--- Start DATA FOR THIS TASK ---

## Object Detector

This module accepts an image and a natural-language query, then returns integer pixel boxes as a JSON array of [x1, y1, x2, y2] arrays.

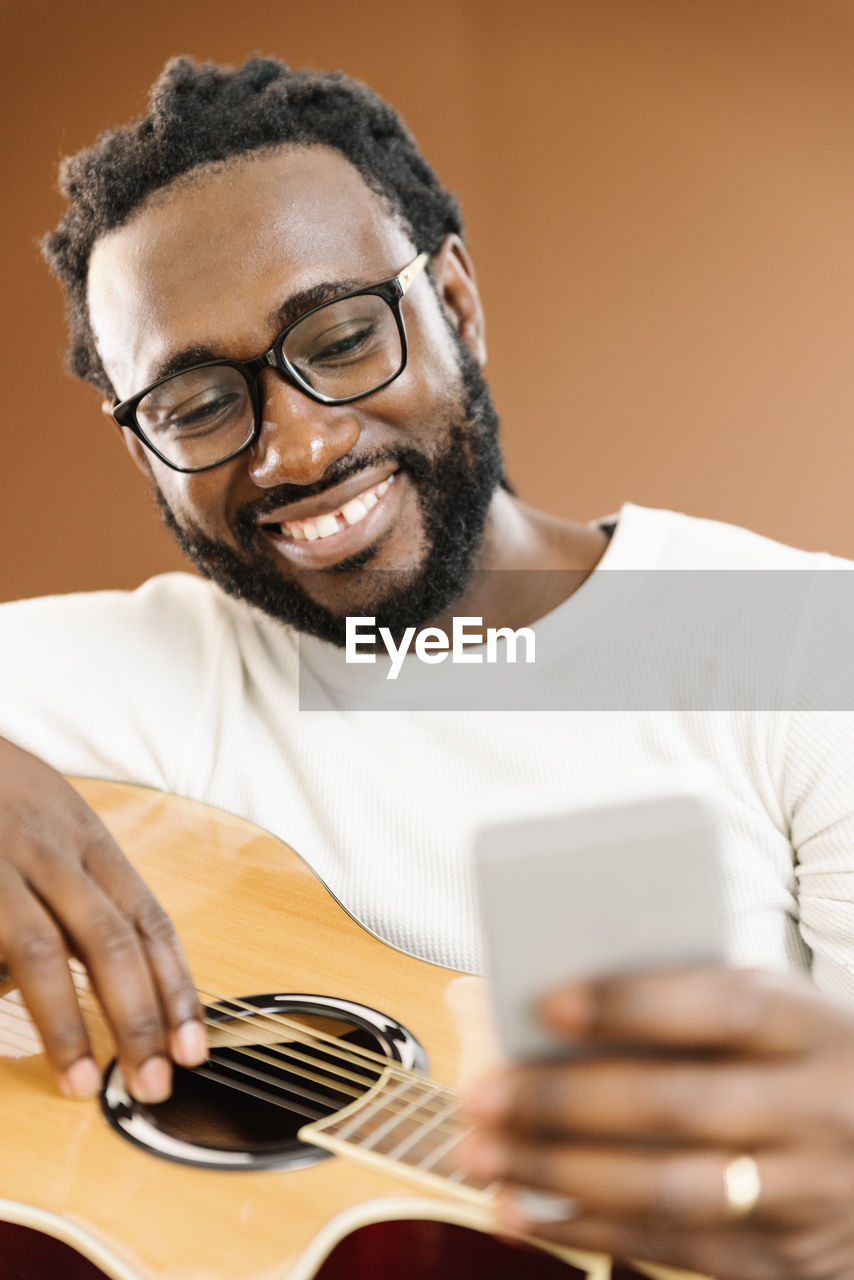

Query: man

--- End DATA FOR THIS TASK ---
--- Start DATA FOR THIS TASK ---

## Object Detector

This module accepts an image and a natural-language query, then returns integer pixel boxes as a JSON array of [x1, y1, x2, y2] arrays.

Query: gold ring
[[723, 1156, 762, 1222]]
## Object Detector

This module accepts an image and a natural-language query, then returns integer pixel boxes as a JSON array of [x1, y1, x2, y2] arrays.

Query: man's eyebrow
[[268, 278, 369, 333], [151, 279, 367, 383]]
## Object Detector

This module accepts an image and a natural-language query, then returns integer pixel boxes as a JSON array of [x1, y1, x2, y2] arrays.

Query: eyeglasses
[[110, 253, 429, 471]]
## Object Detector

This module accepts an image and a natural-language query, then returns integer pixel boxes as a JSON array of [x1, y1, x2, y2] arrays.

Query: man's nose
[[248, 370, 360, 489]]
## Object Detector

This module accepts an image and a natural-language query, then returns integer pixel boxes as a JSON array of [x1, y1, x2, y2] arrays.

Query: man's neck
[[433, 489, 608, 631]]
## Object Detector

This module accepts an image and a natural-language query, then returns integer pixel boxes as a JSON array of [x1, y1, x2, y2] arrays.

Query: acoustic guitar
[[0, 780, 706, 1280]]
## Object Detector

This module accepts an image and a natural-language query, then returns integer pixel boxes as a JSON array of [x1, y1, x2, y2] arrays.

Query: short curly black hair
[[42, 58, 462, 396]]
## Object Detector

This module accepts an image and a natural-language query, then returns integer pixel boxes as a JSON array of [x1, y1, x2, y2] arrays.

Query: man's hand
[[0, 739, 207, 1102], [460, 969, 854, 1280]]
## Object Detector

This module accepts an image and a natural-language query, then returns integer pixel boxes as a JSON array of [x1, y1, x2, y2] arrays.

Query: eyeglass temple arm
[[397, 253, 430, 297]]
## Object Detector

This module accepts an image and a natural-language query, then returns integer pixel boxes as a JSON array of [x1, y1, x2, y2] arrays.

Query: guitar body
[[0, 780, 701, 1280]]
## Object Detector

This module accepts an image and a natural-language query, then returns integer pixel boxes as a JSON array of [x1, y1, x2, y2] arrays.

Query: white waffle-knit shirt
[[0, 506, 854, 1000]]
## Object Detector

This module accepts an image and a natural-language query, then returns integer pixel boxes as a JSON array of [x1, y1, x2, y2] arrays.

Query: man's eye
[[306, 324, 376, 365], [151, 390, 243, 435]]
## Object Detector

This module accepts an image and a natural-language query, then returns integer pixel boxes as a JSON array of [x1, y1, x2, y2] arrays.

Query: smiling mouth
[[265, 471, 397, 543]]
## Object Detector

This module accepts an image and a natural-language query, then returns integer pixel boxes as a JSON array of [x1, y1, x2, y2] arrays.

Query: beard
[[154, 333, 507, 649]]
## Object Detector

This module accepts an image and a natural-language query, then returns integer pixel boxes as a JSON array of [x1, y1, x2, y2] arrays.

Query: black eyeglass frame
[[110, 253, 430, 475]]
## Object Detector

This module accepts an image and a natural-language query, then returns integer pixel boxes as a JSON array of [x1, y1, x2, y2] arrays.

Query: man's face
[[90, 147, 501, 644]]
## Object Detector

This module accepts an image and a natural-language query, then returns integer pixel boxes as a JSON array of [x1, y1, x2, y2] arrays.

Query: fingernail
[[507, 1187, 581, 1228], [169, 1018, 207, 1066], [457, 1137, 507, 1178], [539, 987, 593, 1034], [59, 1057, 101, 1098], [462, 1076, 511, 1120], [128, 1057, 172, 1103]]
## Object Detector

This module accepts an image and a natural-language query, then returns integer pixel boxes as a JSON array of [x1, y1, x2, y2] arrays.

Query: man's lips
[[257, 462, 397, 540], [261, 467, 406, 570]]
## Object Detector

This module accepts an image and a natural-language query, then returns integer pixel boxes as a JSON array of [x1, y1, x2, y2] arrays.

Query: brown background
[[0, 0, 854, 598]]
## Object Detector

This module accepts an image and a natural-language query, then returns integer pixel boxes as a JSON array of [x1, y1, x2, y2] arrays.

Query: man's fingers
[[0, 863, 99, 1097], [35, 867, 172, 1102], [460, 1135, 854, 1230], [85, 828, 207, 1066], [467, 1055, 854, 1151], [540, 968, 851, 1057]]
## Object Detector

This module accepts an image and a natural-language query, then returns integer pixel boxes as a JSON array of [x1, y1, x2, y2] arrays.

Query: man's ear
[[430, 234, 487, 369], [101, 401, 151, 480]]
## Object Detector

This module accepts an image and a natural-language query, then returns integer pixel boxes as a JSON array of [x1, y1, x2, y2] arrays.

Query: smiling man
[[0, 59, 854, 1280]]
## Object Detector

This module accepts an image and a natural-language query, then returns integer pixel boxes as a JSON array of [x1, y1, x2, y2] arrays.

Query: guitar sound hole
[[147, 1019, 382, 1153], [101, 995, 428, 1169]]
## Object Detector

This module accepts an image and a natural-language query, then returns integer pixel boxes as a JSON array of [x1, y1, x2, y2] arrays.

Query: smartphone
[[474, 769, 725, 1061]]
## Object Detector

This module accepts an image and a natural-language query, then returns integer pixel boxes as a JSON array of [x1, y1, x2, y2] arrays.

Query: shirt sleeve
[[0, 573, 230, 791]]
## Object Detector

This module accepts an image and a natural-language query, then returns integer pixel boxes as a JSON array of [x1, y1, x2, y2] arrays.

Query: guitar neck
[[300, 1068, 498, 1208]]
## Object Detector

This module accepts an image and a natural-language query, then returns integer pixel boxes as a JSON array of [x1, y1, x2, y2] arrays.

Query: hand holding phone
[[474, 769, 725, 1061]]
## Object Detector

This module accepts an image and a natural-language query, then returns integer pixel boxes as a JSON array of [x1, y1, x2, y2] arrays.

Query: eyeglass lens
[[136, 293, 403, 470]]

--- End DATA FOR THIS TASK ---
--- Start DATA FOR THIS TASK ---

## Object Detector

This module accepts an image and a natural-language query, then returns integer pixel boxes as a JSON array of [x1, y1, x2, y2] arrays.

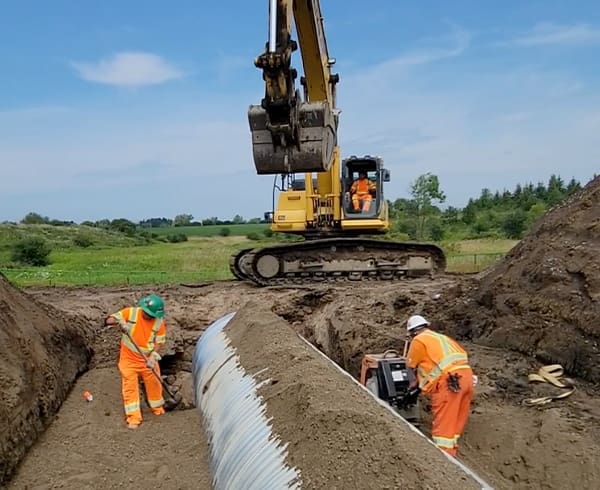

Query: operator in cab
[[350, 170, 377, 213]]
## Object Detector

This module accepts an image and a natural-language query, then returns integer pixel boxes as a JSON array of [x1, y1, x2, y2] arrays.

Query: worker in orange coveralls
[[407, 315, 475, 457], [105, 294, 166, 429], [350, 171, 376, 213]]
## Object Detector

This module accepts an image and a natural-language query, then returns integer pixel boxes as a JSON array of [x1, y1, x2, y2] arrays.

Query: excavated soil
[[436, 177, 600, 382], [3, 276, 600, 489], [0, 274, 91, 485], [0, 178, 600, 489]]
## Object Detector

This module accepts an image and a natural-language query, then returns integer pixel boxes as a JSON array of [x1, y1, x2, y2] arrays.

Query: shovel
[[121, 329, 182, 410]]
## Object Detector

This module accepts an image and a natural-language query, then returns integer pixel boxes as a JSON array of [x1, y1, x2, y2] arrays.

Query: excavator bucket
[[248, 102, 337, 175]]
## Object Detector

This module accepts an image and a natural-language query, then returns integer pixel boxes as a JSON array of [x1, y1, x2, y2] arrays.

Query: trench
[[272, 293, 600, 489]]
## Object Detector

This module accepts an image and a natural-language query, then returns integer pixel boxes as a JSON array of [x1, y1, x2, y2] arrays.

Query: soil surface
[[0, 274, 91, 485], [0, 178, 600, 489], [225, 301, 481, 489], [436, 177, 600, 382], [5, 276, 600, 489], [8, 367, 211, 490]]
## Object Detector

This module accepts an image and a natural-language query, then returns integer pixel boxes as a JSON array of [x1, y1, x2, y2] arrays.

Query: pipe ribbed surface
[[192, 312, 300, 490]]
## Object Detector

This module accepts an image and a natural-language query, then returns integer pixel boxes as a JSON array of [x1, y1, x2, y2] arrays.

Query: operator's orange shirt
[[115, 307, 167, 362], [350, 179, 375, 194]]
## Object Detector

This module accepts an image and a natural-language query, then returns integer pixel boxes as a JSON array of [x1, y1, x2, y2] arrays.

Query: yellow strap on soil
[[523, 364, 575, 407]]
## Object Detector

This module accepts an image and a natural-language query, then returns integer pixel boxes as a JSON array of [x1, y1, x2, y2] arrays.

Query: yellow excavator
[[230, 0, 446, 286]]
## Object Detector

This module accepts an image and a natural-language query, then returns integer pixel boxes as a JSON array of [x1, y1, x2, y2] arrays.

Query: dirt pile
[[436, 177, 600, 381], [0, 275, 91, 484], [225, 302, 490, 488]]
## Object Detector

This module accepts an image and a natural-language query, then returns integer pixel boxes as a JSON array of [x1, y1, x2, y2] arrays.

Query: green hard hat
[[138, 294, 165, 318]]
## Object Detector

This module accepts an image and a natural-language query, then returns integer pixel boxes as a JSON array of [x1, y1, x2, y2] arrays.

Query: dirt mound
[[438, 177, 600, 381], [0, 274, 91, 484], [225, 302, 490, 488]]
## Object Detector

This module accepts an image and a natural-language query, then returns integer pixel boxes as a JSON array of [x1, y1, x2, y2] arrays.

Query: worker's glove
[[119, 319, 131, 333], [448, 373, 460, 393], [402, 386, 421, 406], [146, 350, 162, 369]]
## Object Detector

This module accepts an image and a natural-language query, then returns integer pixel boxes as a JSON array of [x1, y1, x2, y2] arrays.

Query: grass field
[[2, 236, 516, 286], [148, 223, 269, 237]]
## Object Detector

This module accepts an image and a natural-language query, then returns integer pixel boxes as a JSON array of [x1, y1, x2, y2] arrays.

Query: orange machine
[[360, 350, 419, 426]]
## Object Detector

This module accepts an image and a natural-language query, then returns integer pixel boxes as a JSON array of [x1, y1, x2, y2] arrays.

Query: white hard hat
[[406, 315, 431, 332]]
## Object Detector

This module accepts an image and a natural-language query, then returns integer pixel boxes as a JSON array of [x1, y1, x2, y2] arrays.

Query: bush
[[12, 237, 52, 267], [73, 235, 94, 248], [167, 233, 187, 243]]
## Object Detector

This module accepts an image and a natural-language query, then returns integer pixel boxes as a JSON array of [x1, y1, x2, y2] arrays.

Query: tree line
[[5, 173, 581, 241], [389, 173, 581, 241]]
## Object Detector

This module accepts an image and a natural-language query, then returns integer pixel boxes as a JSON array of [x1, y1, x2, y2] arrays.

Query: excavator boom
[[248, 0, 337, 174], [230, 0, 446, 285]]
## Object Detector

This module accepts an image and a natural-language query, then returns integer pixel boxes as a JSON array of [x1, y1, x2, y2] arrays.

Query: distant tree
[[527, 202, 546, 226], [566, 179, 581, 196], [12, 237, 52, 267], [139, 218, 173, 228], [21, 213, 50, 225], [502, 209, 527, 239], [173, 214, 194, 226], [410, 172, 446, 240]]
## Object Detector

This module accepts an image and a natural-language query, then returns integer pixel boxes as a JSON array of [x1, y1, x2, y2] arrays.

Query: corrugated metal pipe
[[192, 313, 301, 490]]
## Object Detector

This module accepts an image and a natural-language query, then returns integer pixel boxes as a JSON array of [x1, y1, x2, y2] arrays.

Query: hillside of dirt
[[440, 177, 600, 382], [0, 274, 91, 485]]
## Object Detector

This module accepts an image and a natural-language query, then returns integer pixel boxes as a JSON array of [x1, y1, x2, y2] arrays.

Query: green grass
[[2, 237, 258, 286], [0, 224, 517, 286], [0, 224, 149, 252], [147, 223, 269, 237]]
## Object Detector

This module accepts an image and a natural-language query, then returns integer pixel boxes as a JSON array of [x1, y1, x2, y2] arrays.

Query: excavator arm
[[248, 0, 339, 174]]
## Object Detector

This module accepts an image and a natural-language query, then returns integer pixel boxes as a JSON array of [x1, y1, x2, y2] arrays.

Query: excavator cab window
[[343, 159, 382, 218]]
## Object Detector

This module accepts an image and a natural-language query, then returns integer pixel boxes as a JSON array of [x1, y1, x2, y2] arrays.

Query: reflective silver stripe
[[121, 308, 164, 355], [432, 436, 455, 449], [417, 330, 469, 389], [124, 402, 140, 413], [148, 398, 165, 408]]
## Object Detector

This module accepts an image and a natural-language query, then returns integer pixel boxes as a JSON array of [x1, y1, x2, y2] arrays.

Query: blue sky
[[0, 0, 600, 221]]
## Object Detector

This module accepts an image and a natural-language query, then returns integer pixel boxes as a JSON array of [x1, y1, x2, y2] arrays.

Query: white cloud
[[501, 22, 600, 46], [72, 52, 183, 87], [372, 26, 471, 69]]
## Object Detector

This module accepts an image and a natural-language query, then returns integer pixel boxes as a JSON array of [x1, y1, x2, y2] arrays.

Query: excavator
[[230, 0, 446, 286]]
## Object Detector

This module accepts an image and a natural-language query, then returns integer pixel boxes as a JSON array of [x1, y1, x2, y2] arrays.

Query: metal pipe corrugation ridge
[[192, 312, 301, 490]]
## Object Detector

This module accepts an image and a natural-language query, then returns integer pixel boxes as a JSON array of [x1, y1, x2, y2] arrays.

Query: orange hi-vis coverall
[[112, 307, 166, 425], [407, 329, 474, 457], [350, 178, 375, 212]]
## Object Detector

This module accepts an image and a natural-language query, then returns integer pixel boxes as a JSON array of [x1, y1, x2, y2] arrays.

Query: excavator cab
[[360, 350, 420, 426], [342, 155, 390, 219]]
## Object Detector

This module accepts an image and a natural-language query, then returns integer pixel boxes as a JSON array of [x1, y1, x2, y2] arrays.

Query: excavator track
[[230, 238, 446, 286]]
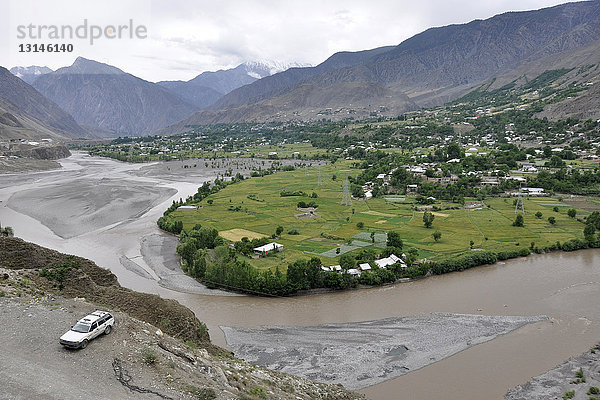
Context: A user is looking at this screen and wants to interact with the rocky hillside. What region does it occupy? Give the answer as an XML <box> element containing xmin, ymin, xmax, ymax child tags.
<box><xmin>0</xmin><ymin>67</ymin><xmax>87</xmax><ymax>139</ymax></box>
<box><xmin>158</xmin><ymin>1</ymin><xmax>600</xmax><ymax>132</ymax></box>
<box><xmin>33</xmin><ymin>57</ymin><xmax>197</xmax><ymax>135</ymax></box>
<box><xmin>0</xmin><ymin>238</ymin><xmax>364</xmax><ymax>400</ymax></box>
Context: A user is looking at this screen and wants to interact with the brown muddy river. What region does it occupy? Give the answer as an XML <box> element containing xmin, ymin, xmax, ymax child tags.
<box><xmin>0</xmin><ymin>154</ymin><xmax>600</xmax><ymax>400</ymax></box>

--- End DATA FOR THIS TASK ---

## TASK PROMPT
Pick out every line of the listing above that contains the string "hard", treating uppercase and lowercase letters as distinct.

## RESPONSE TO THE EXERCISE
Query: green hard hat
Query: white hard hat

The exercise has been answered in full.